> DATA EXTRACT
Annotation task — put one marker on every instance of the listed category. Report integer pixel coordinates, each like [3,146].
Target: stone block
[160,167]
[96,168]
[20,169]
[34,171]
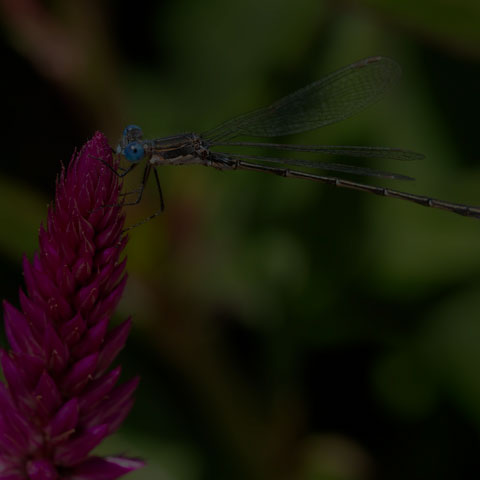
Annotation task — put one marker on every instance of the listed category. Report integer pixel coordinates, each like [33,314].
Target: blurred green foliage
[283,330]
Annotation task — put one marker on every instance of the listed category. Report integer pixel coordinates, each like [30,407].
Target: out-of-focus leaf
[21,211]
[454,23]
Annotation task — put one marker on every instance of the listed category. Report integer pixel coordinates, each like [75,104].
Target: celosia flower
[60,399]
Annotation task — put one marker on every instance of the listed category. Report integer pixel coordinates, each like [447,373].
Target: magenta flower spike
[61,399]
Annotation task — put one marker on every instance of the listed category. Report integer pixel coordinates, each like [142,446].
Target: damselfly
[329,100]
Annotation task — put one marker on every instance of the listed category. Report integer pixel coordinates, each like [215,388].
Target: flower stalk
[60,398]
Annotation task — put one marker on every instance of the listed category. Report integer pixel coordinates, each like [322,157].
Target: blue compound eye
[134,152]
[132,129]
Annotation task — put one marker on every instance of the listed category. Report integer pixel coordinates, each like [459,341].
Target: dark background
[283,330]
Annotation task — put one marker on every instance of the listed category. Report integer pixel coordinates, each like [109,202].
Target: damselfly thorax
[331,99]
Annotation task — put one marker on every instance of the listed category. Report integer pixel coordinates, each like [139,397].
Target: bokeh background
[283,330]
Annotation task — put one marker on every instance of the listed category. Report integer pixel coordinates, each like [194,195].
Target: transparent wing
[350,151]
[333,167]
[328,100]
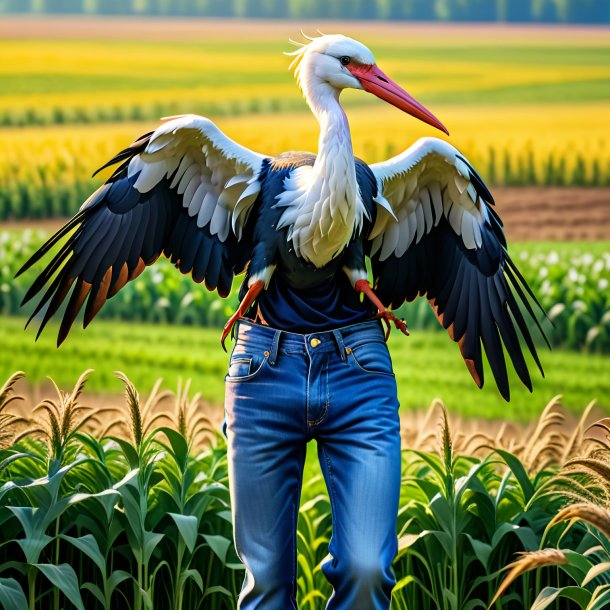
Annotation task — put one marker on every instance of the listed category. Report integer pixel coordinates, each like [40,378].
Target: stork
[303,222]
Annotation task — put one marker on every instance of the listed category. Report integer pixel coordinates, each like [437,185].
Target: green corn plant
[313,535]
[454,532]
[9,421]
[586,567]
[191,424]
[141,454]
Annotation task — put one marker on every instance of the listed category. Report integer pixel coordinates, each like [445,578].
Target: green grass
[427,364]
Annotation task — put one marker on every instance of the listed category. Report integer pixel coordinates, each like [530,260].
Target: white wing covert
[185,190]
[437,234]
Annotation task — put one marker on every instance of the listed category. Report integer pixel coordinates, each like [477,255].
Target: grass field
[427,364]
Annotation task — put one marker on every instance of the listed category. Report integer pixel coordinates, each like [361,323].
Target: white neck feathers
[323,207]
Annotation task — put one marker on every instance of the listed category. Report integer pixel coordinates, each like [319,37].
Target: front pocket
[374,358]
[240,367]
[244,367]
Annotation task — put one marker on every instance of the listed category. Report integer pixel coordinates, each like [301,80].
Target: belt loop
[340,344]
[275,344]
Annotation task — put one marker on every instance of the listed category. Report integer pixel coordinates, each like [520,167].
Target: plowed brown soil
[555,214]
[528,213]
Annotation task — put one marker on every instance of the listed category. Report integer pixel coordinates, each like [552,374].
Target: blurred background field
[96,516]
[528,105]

--

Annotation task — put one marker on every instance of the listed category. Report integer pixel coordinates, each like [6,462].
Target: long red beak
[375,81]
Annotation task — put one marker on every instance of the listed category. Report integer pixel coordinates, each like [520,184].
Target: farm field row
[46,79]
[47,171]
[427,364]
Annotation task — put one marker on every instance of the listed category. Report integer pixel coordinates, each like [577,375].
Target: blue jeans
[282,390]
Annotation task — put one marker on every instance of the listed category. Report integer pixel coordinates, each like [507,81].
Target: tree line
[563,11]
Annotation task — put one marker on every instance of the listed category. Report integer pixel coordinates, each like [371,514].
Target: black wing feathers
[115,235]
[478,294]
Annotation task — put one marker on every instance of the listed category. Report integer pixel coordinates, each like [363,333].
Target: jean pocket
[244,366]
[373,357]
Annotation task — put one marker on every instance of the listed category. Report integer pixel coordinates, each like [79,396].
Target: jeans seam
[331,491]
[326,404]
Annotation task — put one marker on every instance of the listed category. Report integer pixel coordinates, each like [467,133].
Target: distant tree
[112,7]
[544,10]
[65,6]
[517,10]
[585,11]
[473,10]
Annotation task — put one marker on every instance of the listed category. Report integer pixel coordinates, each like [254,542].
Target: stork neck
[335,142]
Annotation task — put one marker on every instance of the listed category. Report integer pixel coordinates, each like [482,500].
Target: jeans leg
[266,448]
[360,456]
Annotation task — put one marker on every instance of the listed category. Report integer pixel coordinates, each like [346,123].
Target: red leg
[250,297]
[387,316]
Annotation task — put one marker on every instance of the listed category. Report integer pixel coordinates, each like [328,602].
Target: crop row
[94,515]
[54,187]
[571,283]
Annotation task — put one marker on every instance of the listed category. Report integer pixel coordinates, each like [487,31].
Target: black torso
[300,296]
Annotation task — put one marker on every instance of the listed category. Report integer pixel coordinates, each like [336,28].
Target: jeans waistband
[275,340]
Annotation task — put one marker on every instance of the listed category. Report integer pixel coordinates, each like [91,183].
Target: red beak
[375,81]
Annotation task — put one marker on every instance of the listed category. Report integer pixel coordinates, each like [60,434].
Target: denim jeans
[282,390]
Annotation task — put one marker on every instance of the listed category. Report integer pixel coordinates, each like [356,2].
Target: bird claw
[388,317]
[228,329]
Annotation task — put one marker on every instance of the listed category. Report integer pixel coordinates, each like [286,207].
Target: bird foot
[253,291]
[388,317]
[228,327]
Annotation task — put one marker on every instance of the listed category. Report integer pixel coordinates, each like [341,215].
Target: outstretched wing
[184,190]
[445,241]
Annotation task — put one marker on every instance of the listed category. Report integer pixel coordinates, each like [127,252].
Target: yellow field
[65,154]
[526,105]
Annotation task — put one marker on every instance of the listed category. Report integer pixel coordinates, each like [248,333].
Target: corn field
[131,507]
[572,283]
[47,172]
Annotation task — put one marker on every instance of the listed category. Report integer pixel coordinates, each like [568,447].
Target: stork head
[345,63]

> TASK OBJECTIVE
Please count the lines in the material above that contain the string "stork", with case counting, and give only the number.

> TASK SOLUTION
3